**Problem statement**
Repeat all of the records verbatim.

Point annotation records
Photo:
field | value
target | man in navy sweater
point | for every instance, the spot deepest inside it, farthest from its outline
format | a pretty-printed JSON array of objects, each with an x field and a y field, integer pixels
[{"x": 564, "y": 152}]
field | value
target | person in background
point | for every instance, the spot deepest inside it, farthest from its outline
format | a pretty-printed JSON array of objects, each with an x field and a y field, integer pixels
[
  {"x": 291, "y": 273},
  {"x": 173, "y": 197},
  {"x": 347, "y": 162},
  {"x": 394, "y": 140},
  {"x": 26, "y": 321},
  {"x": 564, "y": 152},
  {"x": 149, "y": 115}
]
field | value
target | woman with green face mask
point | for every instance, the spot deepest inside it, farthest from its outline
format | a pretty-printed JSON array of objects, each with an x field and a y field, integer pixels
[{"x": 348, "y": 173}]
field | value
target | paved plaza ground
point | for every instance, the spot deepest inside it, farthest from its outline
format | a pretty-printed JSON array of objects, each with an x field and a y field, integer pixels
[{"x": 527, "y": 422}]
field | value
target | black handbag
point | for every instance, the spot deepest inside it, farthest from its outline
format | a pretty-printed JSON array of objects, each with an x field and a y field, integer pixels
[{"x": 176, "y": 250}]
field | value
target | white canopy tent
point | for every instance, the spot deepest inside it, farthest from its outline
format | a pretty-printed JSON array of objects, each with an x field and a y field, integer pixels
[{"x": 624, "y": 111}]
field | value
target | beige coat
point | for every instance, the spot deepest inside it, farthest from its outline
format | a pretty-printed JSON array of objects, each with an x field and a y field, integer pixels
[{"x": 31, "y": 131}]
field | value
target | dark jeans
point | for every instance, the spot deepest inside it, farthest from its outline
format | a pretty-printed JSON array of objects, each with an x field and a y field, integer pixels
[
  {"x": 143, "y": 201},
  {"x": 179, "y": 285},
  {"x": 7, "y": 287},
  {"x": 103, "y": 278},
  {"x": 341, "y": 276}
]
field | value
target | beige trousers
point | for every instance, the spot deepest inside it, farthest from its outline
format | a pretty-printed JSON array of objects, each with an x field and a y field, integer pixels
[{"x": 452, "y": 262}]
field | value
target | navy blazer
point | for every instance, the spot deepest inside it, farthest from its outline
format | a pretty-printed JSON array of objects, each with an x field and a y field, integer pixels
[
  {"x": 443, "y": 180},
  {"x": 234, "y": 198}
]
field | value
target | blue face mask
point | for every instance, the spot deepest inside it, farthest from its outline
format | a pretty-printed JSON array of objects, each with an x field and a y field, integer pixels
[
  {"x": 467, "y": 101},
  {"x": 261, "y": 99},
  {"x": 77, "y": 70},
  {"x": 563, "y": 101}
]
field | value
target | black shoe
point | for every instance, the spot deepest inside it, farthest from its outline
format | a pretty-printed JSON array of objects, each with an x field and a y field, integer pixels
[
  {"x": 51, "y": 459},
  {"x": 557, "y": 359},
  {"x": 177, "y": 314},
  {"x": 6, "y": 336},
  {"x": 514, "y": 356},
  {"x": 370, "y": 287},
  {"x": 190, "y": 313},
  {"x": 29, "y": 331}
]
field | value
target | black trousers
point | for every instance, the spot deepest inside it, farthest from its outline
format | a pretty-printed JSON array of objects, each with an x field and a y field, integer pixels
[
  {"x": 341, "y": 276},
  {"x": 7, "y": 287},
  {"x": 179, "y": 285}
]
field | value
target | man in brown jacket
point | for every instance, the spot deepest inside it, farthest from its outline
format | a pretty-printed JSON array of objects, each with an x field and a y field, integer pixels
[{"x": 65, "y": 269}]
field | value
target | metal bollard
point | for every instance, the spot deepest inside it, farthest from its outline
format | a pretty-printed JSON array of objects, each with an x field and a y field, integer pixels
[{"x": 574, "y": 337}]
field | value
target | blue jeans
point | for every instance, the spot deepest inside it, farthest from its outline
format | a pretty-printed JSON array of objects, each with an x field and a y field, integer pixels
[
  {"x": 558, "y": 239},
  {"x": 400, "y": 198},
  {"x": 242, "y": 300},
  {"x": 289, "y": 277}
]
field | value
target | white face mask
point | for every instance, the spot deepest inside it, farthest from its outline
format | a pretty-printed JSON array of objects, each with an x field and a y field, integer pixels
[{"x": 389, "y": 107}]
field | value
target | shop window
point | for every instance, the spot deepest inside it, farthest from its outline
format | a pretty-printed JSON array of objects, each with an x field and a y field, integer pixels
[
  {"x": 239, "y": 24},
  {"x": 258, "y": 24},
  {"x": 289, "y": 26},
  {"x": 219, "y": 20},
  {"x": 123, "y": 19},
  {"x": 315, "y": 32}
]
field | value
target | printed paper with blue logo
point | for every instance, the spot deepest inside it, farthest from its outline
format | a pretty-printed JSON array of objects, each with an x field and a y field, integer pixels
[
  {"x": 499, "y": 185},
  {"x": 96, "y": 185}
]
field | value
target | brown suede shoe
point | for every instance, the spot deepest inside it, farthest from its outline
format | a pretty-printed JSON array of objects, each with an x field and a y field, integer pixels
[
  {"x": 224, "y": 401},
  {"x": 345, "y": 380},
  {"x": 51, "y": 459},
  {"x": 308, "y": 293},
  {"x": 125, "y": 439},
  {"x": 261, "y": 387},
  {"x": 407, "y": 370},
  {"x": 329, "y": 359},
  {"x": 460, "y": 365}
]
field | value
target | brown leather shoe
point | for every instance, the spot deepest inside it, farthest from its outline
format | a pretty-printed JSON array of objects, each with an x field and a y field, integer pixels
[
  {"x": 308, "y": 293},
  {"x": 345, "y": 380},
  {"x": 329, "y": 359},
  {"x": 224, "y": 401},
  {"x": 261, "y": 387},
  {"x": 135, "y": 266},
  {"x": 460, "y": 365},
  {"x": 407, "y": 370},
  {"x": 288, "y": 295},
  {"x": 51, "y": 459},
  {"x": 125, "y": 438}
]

**Full output**
Photo:
field | value
target | man in navy sweater
point | for every instance, the spot deepest inside it, farthest from its outline
format | a pretty-printed JSON array of objects, each with an x field and a y field, integer pixels
[{"x": 564, "y": 152}]
field | value
target | person in background
point | for every instance, the spot deepest inside it, farthest from its outline
format | a pretty-printed JSON array of objects, each with an x field and a y field, integer pixels
[
  {"x": 291, "y": 273},
  {"x": 173, "y": 197},
  {"x": 347, "y": 162},
  {"x": 394, "y": 140},
  {"x": 26, "y": 321},
  {"x": 564, "y": 152},
  {"x": 149, "y": 115}
]
field | value
target | woman with green face mask
point | for every instance, the spot deepest inside it, farthest from its outline
format | a pretty-printed JSON array of objects, each with an x field and a y field, integer pixels
[{"x": 348, "y": 173}]
field | value
target | paved plaza ground
point | for every instance, the spot deepest inside it, farthest from its outline
format | a pretty-printed JSON array of objects, each with an x field and a y field, integer pixels
[{"x": 527, "y": 422}]
field | value
target | black handbag
point | for every instance, the spot deepest inside it, farthest from its outline
format | a pretty-printed JSON array of objects, each with an x field and a y field, integer pixels
[{"x": 176, "y": 250}]
field | value
target | white canopy tent
point | for every instance, the spot deepest inside it, farthest from its outline
format | a pretty-printed JSON array of objects, each with an x field and a y field, integer pixels
[{"x": 624, "y": 111}]
field | value
target | beige coat
point | for every instance, the spot deepest inside it, farthest from its outline
format | a pretty-printed JSON array of objects, each with an x field and a y field, integer pixels
[{"x": 31, "y": 131}]
field | value
target | dark jeans
point | for every instance, the spot deepest inside it, farthest from its outline
format | a pretty-printed JSON array of objects, each with an x field and a y field, integer pixels
[
  {"x": 143, "y": 201},
  {"x": 179, "y": 285},
  {"x": 7, "y": 287},
  {"x": 103, "y": 278},
  {"x": 341, "y": 276}
]
field | value
target | beige trousers
point | for every instance, the spot deepest inside it, farthest from its outline
format | a pretty-printed JSON array of objects, each with an x field and a y field, integer pixels
[{"x": 452, "y": 262}]
field | value
target | navy blazer
point | for every instance, the spot deepest inside it, farthest from its outline
format | a pretty-printed JSON array of objects, each with an x field and a y field, integer pixels
[
  {"x": 443, "y": 180},
  {"x": 234, "y": 198}
]
field | value
target | blue face mask
point | for every instance, the spot deepest inside it, farthest from its outline
format | a pretty-printed JSON array of objects, each with an x field and a y field, integer pixels
[
  {"x": 467, "y": 101},
  {"x": 261, "y": 99},
  {"x": 77, "y": 70},
  {"x": 563, "y": 101}
]
field | value
target | black shoe
point | for every instance, the spot deepest inside it, farthest from its outline
format | a pretty-printed JSON array of objects, each with an x field and a y field, integer pixels
[
  {"x": 51, "y": 459},
  {"x": 557, "y": 359},
  {"x": 177, "y": 314},
  {"x": 6, "y": 336},
  {"x": 514, "y": 356},
  {"x": 370, "y": 287},
  {"x": 190, "y": 313},
  {"x": 29, "y": 331}
]
field | value
target | black trousers
point | for every instance, the spot deepest inside it, farthest from its outline
format | a pretty-printed JSON array of objects, each with an x field and a y field, integer pixels
[
  {"x": 341, "y": 276},
  {"x": 7, "y": 287},
  {"x": 179, "y": 285}
]
field | value
target | man in brown jacket
point | for every instance, the spot deepest inside it, farthest from its outline
format | a pretty-printed JSON array of objects, each with an x field and a y field, integer pixels
[{"x": 65, "y": 269}]
field | value
target | metal bollard
point | for every instance, the spot deepest inside it, farthest from its outline
format | a pretty-printed JSON array of objects, each with an x field and a y field, integer pixels
[{"x": 574, "y": 337}]
field | value
target | blue jeans
point | for every instance, the spot deepest inside it, farthest from its outline
format | a pretty-printed JSON array of objects, each with an x field and a y field, integer pixels
[
  {"x": 558, "y": 239},
  {"x": 400, "y": 198},
  {"x": 242, "y": 300},
  {"x": 289, "y": 277}
]
field | value
target | white face mask
point | for every instance, the spot deepest inside it, farthest from its outline
format | a pretty-printed JSON array of objects, each with an x field and a y field, integer pixels
[{"x": 389, "y": 107}]
field | value
target | shop window
point | for every instance, the spot deepest inside it, farthest from its outline
format | a pretty-printed JSON array of objects, each with an x field and a y field, integer pixels
[
  {"x": 239, "y": 24},
  {"x": 258, "y": 24},
  {"x": 289, "y": 26},
  {"x": 219, "y": 20},
  {"x": 123, "y": 19},
  {"x": 315, "y": 32}
]
field | value
target | printed paper with blue logo
point | for every instance, the spot deepest inside it, farthest from its outline
format | a pretty-printed JSON array of objects, each with an x field and a y field, integer pixels
[
  {"x": 499, "y": 185},
  {"x": 96, "y": 185}
]
field | value
target | brown suede shoe
point | for every instance, the spot deepest inside it, farthest from its outline
format | a pretty-printed JSON array of objects, each with an x field and a y field, integer pixels
[
  {"x": 224, "y": 401},
  {"x": 345, "y": 380},
  {"x": 51, "y": 459},
  {"x": 308, "y": 293},
  {"x": 125, "y": 439},
  {"x": 261, "y": 387},
  {"x": 407, "y": 370},
  {"x": 329, "y": 359},
  {"x": 460, "y": 365}
]
field | value
target | brown leather shoe
point | for every instance, the spot deepest inside it, farthest from its outline
format | a pretty-printed JSON array of objects, each with an x field and a y field, integer pixels
[
  {"x": 308, "y": 293},
  {"x": 345, "y": 380},
  {"x": 329, "y": 359},
  {"x": 224, "y": 401},
  {"x": 261, "y": 387},
  {"x": 135, "y": 266},
  {"x": 460, "y": 365},
  {"x": 407, "y": 370},
  {"x": 288, "y": 295},
  {"x": 51, "y": 459},
  {"x": 125, "y": 438}
]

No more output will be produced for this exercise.